Count the lines in the items below that contain the string "coffee". Reply with the number only.

--------------------------------

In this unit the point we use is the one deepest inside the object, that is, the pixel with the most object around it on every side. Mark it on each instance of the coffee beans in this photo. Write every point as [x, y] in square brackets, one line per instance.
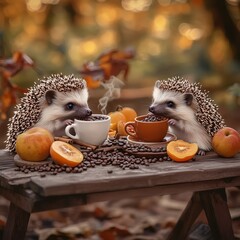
[152, 118]
[114, 152]
[94, 118]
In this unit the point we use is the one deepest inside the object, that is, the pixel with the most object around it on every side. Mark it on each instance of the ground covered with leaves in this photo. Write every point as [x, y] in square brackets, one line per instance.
[149, 218]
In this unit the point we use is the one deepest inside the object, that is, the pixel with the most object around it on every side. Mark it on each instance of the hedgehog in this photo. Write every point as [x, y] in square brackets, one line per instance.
[52, 103]
[193, 115]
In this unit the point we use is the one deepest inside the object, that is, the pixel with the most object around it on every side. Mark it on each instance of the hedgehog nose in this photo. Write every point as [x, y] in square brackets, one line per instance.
[89, 112]
[151, 109]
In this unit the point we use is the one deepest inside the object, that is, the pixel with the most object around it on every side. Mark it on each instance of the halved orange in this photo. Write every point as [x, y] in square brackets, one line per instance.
[64, 153]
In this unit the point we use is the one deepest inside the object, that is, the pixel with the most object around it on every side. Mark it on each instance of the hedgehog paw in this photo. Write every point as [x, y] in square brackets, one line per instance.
[172, 122]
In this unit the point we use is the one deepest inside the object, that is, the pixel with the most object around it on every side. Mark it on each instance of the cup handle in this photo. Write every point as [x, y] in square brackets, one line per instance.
[67, 131]
[131, 133]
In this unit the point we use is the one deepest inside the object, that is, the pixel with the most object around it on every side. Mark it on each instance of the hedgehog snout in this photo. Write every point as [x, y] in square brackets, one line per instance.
[152, 109]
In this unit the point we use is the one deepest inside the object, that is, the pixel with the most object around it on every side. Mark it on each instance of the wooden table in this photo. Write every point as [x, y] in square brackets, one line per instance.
[207, 178]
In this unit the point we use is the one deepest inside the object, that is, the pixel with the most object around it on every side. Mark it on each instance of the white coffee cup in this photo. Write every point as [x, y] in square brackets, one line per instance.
[91, 132]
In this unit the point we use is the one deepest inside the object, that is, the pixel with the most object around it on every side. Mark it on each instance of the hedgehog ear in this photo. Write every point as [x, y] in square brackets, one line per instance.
[188, 98]
[50, 95]
[157, 83]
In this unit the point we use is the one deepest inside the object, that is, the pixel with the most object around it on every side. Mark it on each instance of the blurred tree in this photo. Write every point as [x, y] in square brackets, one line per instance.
[222, 19]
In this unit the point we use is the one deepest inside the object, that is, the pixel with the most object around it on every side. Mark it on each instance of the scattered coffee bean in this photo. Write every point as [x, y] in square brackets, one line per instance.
[95, 118]
[153, 118]
[123, 157]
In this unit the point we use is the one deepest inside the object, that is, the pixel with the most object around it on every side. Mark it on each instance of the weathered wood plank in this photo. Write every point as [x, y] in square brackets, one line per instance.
[17, 223]
[217, 212]
[97, 180]
[187, 218]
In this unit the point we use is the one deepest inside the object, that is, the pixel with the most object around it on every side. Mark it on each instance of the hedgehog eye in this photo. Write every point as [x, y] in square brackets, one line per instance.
[170, 104]
[70, 106]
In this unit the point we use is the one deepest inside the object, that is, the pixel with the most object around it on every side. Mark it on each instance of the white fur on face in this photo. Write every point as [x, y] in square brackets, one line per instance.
[56, 109]
[79, 97]
[187, 127]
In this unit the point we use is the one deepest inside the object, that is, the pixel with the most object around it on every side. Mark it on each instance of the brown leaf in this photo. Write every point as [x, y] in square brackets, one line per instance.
[113, 232]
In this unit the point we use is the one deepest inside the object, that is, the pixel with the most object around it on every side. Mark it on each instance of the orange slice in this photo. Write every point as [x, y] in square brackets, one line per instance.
[64, 153]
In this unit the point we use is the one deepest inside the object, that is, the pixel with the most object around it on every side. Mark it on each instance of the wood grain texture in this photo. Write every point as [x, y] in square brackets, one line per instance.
[97, 179]
[17, 223]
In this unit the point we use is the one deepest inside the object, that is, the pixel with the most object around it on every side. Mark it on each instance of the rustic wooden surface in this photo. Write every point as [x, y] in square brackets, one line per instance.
[210, 170]
[32, 193]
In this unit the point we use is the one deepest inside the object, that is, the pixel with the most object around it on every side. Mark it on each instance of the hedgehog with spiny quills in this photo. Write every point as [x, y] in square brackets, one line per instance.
[193, 115]
[52, 103]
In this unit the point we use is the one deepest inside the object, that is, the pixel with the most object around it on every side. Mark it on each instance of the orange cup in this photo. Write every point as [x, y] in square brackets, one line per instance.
[147, 131]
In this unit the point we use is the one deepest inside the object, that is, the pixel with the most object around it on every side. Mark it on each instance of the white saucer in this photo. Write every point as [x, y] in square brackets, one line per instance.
[169, 137]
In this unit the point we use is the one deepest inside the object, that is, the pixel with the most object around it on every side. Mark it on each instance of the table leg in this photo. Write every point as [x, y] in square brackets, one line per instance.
[188, 217]
[215, 205]
[17, 223]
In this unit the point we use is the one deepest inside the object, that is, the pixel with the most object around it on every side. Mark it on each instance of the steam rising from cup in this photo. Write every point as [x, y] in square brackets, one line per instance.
[113, 91]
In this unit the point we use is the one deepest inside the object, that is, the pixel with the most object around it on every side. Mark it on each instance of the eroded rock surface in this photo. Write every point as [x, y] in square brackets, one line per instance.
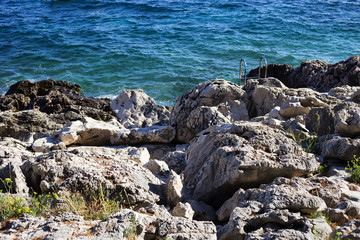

--------------------------------

ANSWER TO THIS PROBLEM: 3